▸ What to work on:
Provide the records once more, identical to the original.

[Stored items from a collection]
════════════════════

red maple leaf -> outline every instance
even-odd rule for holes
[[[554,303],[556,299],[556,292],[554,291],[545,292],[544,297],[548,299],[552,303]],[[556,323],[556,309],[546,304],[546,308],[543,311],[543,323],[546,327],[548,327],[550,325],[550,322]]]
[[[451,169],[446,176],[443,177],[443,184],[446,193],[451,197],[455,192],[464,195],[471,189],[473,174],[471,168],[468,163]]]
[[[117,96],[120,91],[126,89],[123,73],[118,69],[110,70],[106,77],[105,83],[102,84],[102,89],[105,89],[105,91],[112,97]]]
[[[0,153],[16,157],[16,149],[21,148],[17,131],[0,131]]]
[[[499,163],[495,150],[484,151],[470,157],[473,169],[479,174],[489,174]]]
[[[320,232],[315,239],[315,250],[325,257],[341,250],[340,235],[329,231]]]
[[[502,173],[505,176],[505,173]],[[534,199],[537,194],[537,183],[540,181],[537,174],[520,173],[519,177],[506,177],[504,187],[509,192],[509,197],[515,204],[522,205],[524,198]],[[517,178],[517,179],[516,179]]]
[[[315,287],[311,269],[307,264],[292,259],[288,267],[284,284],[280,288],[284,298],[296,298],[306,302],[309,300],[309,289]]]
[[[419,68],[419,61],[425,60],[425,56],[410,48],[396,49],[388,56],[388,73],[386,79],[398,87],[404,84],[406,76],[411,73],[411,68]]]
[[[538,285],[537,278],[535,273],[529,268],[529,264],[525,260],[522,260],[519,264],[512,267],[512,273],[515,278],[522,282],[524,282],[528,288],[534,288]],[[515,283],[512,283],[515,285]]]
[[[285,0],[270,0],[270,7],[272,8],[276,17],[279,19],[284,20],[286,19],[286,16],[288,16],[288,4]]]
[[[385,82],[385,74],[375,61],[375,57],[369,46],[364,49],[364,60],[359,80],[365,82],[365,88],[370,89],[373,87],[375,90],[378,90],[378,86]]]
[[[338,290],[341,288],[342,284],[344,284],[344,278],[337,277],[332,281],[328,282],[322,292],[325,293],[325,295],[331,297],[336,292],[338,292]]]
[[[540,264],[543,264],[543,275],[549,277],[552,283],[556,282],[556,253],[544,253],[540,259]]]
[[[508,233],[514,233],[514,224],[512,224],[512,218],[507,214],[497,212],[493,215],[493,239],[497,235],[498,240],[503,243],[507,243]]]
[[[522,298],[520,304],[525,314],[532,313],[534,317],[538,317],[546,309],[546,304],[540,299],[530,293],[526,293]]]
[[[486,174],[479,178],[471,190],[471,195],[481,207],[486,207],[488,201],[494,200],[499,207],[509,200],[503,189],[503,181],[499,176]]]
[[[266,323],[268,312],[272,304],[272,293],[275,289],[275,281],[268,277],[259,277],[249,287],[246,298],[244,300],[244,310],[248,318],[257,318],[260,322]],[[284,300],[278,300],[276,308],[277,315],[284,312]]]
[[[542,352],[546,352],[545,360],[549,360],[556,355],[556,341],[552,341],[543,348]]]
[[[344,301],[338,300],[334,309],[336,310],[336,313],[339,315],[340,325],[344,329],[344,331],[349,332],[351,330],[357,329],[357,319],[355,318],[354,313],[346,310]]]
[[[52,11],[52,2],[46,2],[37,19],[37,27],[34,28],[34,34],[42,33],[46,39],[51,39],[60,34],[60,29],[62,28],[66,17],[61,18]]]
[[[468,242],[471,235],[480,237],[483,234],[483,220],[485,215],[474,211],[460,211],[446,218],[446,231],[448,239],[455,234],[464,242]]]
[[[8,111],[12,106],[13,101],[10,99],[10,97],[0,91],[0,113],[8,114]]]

════════════════════

▸ The output:
red maple leaf -> outline every instance
even-odd rule for holes
[[[554,303],[556,299],[556,292],[554,291],[545,292],[544,297],[548,299],[552,303]],[[556,323],[556,309],[546,304],[546,308],[543,311],[543,323],[546,327],[548,327],[550,325],[550,322]]]
[[[451,169],[446,176],[443,177],[443,184],[446,193],[451,197],[455,192],[464,195],[471,189],[473,174],[471,168],[468,163]]]
[[[117,96],[120,91],[126,89],[123,73],[118,69],[110,70],[106,77],[105,83],[102,84],[102,89],[105,89],[105,91],[112,97]]]
[[[0,153],[16,157],[16,149],[21,148],[17,131],[0,131]]]
[[[499,163],[495,150],[484,151],[470,157],[473,169],[479,174],[489,174]]]
[[[320,232],[315,239],[315,250],[325,257],[341,250],[340,235],[329,231]]]
[[[502,173],[505,176],[505,173]],[[534,199],[537,194],[537,183],[540,181],[537,174],[520,173],[519,177],[506,177],[504,187],[509,192],[509,197],[515,204],[522,205],[524,198]],[[517,178],[517,179],[516,179]]]
[[[315,287],[311,269],[307,264],[292,259],[288,267],[284,284],[280,288],[284,298],[296,298],[306,302],[309,300],[309,289]]]
[[[419,68],[419,61],[425,60],[425,56],[410,48],[396,49],[388,56],[388,73],[386,79],[398,87],[404,84],[406,76],[411,73],[411,68]]]
[[[538,285],[537,278],[535,273],[529,268],[529,264],[525,260],[522,260],[519,264],[512,267],[512,273],[515,278],[522,282],[524,282],[528,288],[534,288]],[[515,283],[512,283],[515,285]]]
[[[285,0],[270,0],[270,7],[272,8],[276,17],[279,19],[284,20],[286,19],[286,16],[288,16],[288,4]]]
[[[385,82],[385,74],[375,61],[375,57],[369,46],[364,49],[364,60],[359,80],[365,82],[365,88],[370,89],[373,87],[375,90],[378,90],[378,86]]]
[[[338,290],[341,288],[342,284],[344,284],[344,278],[337,277],[332,281],[328,282],[322,292],[325,293],[325,295],[331,297],[336,292],[338,292]]]
[[[540,264],[543,264],[543,275],[549,277],[552,283],[556,282],[556,253],[544,253],[540,259]]]
[[[508,233],[514,233],[514,224],[512,224],[512,218],[507,214],[497,212],[493,215],[493,239],[497,235],[498,240],[503,243],[507,243]]]
[[[522,298],[520,304],[525,314],[532,313],[534,317],[538,317],[546,309],[546,304],[540,299],[530,293],[526,293]]]
[[[486,174],[479,178],[471,190],[471,195],[481,207],[486,207],[488,201],[494,200],[499,207],[509,200],[503,189],[503,181],[499,176]]]
[[[266,323],[268,312],[272,304],[272,293],[275,289],[275,281],[268,277],[259,277],[249,287],[246,298],[244,300],[244,310],[248,318],[257,318],[260,322]],[[284,300],[278,300],[276,308],[277,315],[284,312]]]
[[[542,352],[546,352],[545,360],[549,360],[556,355],[556,341],[552,341],[543,348]]]
[[[344,301],[338,300],[334,309],[336,310],[336,313],[339,315],[340,325],[344,329],[344,331],[349,332],[351,330],[357,329],[357,319],[355,318],[354,313],[346,310]]]
[[[52,11],[52,2],[46,2],[37,19],[37,27],[34,28],[34,34],[42,33],[46,39],[51,39],[60,34],[60,29],[62,28],[66,17],[61,18]]]
[[[468,242],[471,235],[480,237],[483,234],[483,220],[485,215],[474,211],[460,211],[446,218],[446,231],[448,239],[455,234],[464,242]]]
[[[8,111],[12,106],[13,101],[10,99],[10,97],[0,91],[0,113],[8,114]]]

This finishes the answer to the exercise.